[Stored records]
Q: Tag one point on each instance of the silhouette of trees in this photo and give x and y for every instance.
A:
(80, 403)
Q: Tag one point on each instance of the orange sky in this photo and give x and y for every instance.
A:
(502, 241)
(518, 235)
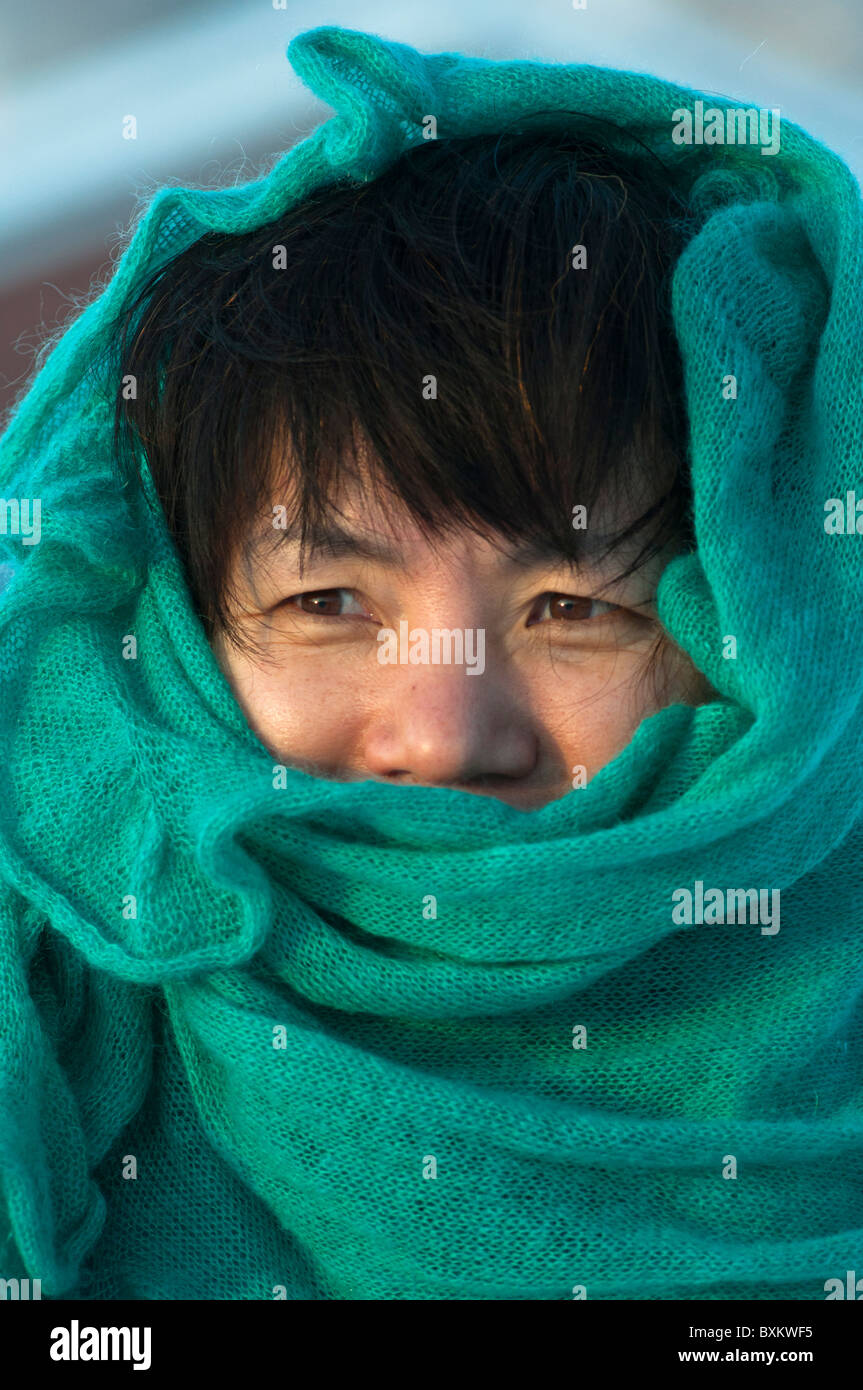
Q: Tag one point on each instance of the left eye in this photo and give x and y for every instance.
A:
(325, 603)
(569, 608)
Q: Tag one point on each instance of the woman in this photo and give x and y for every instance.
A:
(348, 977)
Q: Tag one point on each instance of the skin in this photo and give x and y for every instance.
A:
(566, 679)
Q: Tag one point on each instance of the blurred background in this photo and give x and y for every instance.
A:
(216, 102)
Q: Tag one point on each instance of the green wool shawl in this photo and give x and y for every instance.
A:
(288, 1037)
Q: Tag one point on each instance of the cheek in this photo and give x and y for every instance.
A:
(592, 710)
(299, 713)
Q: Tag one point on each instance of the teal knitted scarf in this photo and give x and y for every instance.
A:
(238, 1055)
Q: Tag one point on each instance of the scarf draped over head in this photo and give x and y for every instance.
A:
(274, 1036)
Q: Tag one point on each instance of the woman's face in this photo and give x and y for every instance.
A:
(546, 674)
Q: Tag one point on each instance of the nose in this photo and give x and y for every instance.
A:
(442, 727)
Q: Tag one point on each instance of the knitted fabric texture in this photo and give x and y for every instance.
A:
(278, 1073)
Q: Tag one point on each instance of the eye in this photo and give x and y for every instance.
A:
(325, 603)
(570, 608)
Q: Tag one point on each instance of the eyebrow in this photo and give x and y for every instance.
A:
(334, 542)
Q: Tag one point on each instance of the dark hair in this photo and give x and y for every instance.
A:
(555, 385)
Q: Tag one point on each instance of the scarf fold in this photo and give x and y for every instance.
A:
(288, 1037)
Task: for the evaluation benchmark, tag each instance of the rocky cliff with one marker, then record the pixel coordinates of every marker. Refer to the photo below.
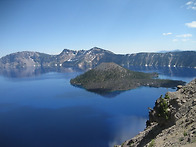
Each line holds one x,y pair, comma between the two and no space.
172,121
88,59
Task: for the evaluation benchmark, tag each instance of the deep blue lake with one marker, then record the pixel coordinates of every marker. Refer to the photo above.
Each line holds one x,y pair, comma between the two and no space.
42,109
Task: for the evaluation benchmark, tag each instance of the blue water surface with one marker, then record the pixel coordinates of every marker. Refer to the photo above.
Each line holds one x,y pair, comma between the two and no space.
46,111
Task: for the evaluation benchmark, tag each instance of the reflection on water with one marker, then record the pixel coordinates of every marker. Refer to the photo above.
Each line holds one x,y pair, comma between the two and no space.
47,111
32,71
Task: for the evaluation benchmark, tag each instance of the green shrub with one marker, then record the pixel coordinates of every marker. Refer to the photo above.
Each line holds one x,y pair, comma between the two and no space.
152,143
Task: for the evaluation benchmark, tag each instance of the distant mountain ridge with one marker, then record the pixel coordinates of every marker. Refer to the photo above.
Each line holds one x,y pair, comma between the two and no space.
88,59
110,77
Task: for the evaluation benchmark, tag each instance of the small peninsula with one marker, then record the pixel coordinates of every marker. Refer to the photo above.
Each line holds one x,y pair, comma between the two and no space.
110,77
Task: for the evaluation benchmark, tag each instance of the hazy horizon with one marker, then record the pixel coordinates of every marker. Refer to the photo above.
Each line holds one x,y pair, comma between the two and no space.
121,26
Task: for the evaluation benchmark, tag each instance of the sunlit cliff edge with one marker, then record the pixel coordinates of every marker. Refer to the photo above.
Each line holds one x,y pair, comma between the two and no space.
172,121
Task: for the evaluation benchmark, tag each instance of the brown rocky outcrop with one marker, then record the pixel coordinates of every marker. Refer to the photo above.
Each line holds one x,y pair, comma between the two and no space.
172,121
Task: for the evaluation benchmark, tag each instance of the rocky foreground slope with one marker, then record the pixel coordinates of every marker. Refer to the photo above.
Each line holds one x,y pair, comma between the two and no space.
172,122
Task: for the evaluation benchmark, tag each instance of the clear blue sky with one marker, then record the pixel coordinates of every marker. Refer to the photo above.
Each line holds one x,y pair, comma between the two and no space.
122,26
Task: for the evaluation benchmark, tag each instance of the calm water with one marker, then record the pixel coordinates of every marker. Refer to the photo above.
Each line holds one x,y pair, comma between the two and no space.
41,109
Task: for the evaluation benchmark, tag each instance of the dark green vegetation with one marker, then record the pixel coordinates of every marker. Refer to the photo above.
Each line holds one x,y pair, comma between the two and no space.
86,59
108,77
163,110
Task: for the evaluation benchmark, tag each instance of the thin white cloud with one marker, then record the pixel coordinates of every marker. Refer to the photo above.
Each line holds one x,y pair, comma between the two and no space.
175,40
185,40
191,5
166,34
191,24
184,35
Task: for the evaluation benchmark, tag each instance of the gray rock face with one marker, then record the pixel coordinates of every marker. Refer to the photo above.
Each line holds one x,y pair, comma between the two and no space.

| Task prompt |
Please reproduce the data from the line with "Q: Tag one point on each instance of the orange" up to and including the line with "(238, 1055)", replacing "photo" with "image" and changing nothing else. Omit the pictures from your answer.

| Correct output |
Q: Tag one point on each instance of the orange sky in this image and give x and y for every instance.
A:
(502, 241)
(518, 235)
Q: Tag one point on each instance of the left eye in this image and give x and y for every instance.
A:
(325, 603)
(569, 608)
Q: Tag one point on each instance of the woman in this image and give x and y for every instance.
A:
(348, 977)
Q: Tag one point on each instance of the skin in this image and give x and y for every instance.
A:
(566, 679)
Q: Tag one point on each instance of the blurred background in this image and give x and y for every instance.
A:
(216, 102)
Q: Tag one point on each instance of the green wool shawl in this image and give x and y for every instance.
A:
(288, 1037)
Q: Tag one point on each instance of the cheek in this image and give x and y for every instance.
A:
(592, 710)
(299, 713)
Q: Tag one point on each instance of the teal knitted scarf in this image and give x and y for every instance.
A:
(238, 1055)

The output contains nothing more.